__Stated goal__. Turn the listing below into a Markdown table with two columns, No. and Text, putting each line in its own row and skipping blank lines. Leave the pictures out.

__Exercise inputs__.
:::::

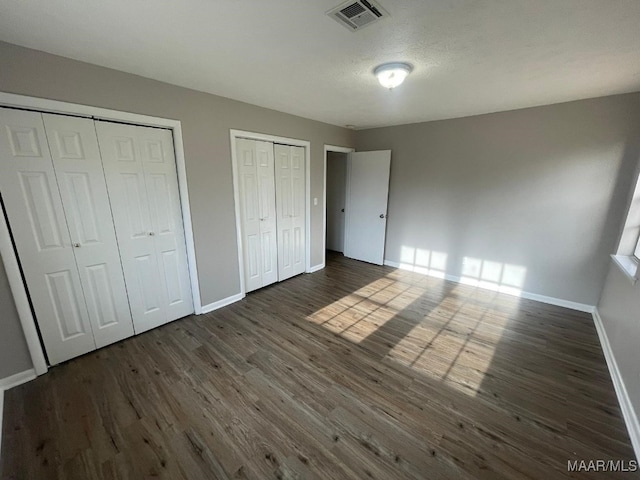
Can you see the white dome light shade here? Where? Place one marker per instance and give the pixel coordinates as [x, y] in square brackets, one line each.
[390, 75]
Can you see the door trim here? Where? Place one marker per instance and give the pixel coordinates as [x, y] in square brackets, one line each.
[6, 247]
[234, 135]
[327, 149]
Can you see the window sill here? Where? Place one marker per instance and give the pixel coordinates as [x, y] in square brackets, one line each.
[628, 265]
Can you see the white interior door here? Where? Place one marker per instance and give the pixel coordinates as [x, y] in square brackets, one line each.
[143, 194]
[161, 178]
[366, 210]
[257, 212]
[267, 209]
[290, 204]
[35, 212]
[336, 200]
[78, 167]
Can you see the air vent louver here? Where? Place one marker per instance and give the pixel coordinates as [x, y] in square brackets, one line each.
[357, 14]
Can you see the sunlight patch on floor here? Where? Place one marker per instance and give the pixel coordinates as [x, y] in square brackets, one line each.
[402, 319]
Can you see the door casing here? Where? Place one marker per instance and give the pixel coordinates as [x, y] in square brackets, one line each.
[9, 258]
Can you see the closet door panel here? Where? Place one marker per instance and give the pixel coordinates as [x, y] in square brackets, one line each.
[298, 209]
[268, 215]
[125, 178]
[38, 224]
[284, 199]
[161, 179]
[78, 167]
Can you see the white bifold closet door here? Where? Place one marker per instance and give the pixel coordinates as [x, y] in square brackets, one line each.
[290, 201]
[257, 212]
[78, 167]
[140, 169]
[79, 303]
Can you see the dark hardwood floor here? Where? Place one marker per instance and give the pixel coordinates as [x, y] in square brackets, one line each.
[353, 372]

:::::

__Task answer__.
| No. | Text |
|---|---|
| 1 | Can you see the white dome light shade here? Where? Place one marker per instance and give the pixel coordinates as [x, y] in square brackets, one line each. |
| 2 | [390, 75] |
| 3 | Can you see the door trim here? Where? Place one marker per instance and give the pixel coordinates as [x, y] in square brackets, one line each. |
| 4 | [6, 247] |
| 5 | [234, 135] |
| 6 | [327, 149] |
| 7 | Can you see the window sill here? Where? Place one marker per instance and give the pixel coordinates as [x, y] in square brackets, one line each. |
| 8 | [628, 265] |
| 9 | Can you see the white interior door here? Where? Place one marker per instance and give the pixel coordinates as [x, y] in square brackets, one line each. |
| 10 | [143, 194] |
| 11 | [161, 178] |
| 12 | [366, 210] |
| 13 | [257, 212] |
| 14 | [267, 209] |
| 15 | [290, 204] |
| 16 | [35, 212] |
| 17 | [336, 200] |
| 18 | [78, 167] |
| 19 | Can you see the air vent louver here? Where? Place one marker per instance and give the pixel coordinates as [x, y] in square brackets, one line each. |
| 20 | [357, 14] |
| 21 | Can you see the sunlight patch on floor here? Where? Place one marker per instance and give the pixel coordinates as [x, y] in square brackets, one line each. |
| 22 | [402, 319] |
| 23 | Can you see the door casing here? Where? Place one marker per instance and give the pixel coordinates as [x, y] in square brackets, one line each. |
| 24 | [9, 258] |
| 25 | Can you see the closet door panel here? Where? Place one marker per instance and give the pixel coordinates as [x, y] in square brackets, one line each. |
| 26 | [298, 209] |
| 27 | [268, 215] |
| 28 | [125, 178] |
| 29 | [38, 224] |
| 30 | [284, 199] |
| 31 | [161, 179] |
| 32 | [78, 167] |
| 33 | Can you see the white bifold closet door here? Where? Place one marker per instance and give the pixel coordinates as [x, y] in square brackets, one line each. |
| 34 | [290, 201] |
| 35 | [257, 212] |
| 36 | [78, 167] |
| 37 | [140, 169] |
| 38 | [79, 303] |
| 39 | Can you see the dark hardwood floor here? Where? Place one marker per instance and give the pixel coordinates as [x, y] in square brackets, one line each. |
| 40 | [353, 372] |